**Instructions to follow**
Copy the records word for word from the very start through the line that contains "64;0;866;439", including that line, and nothing past it.

**Provided material**
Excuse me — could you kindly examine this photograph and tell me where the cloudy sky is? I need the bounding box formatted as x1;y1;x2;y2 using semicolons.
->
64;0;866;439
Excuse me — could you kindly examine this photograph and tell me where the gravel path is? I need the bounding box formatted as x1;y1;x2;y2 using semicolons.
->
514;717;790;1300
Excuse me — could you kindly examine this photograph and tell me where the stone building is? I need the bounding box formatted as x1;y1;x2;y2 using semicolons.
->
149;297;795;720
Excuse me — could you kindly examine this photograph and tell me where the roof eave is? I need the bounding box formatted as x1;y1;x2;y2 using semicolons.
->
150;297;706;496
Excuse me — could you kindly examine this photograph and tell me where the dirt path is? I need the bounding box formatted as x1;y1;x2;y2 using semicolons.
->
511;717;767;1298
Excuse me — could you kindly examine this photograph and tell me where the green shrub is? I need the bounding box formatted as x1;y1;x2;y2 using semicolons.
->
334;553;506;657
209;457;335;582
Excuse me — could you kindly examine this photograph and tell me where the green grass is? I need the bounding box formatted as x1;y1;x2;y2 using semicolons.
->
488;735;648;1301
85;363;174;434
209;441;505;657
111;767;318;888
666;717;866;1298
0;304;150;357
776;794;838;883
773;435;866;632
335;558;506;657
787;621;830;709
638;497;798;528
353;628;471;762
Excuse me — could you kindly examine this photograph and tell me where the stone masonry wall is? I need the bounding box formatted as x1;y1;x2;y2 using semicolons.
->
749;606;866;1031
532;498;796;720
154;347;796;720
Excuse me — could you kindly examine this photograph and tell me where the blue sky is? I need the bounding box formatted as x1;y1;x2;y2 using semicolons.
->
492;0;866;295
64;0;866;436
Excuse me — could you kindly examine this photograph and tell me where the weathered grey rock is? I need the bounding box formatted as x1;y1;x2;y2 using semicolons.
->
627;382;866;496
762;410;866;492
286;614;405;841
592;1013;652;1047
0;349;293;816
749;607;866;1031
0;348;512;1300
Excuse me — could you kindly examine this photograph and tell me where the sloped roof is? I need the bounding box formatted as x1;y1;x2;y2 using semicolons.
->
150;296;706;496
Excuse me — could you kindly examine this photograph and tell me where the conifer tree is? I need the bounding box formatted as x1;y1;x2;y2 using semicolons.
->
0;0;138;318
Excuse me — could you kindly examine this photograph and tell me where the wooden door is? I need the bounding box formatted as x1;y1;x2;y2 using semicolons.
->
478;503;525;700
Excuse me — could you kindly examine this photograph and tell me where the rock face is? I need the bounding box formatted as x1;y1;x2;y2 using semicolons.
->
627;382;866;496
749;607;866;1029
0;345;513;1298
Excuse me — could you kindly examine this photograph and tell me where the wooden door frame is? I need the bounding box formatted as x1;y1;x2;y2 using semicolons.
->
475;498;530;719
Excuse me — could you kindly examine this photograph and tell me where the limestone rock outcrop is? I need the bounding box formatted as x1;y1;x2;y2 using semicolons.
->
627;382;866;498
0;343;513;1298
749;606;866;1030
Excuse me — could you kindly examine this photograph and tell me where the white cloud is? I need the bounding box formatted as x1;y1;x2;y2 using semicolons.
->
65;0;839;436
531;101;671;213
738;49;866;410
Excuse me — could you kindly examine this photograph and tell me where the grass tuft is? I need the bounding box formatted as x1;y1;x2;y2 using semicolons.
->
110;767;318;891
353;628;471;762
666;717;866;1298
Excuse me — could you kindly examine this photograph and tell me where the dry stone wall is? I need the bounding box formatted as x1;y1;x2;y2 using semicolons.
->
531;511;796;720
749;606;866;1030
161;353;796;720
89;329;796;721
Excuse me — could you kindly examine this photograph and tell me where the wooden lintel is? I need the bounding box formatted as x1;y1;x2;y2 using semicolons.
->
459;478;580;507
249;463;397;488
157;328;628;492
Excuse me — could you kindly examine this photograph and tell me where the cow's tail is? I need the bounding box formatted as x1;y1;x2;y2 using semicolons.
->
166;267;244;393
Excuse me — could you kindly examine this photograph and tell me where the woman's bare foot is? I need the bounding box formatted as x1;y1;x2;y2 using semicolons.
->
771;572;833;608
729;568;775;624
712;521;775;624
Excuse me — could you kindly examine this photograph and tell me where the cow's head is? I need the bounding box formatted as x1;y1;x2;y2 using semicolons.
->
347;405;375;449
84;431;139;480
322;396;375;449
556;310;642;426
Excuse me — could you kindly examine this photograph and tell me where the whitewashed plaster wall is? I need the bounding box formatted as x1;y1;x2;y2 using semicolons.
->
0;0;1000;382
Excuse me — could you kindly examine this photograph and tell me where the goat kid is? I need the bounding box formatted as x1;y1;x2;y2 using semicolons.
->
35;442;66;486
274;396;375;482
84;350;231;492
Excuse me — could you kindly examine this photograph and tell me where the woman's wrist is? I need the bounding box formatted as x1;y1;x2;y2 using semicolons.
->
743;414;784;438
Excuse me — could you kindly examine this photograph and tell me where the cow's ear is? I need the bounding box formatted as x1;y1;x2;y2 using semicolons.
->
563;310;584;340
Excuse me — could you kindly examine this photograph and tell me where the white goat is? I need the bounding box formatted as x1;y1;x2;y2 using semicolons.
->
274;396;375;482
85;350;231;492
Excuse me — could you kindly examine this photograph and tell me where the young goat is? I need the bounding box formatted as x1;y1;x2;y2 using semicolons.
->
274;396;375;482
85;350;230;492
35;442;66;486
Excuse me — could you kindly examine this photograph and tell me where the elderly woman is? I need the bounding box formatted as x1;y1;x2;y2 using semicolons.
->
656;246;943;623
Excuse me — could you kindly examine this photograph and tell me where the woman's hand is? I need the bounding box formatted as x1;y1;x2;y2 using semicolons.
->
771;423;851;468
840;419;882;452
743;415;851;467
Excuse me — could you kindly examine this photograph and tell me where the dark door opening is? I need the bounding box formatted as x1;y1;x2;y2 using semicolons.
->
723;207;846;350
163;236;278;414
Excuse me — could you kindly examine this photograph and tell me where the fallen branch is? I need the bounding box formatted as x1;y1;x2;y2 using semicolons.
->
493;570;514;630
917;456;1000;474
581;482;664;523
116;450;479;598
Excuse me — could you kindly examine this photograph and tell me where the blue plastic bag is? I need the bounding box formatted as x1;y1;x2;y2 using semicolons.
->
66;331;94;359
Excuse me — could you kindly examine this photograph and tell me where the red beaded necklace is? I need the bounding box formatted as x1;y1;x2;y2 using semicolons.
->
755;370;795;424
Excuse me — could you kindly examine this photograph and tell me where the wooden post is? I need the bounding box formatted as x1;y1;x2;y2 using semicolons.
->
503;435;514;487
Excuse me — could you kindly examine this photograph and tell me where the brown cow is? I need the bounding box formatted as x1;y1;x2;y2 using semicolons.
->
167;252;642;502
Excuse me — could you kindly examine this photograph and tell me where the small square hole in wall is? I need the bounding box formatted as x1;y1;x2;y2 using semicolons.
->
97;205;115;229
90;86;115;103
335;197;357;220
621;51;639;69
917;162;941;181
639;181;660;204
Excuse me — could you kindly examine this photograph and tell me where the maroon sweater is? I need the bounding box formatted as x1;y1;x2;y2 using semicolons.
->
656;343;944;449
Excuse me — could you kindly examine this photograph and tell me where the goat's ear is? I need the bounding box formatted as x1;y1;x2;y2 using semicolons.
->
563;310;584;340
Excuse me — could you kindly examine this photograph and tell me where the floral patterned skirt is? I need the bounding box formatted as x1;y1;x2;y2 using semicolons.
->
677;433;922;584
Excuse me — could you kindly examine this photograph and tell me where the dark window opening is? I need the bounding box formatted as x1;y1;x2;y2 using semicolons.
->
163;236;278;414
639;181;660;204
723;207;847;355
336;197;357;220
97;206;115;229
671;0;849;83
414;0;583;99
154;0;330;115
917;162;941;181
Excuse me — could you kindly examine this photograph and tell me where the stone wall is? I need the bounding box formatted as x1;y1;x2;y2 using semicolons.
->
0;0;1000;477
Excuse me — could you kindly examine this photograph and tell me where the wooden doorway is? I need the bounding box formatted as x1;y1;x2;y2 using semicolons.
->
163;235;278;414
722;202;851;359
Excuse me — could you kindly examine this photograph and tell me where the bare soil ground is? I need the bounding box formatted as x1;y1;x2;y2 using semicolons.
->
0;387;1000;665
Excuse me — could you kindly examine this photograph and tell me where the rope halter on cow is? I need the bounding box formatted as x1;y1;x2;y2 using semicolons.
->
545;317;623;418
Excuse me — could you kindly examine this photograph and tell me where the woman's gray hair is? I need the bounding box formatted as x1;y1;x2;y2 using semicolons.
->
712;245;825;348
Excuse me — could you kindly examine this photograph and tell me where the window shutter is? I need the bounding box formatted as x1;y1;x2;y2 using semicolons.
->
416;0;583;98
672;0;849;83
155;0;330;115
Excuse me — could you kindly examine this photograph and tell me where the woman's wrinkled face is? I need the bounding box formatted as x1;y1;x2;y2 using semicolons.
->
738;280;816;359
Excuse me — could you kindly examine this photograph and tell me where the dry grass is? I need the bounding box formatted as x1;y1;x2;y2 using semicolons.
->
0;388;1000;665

**Response to the task**
Excuse me — could you kindly examine this photograph and tell me where the cloudy sky is? I need the bounding box formatted as x1;y1;x2;y2 using semicolons.
->
64;0;866;439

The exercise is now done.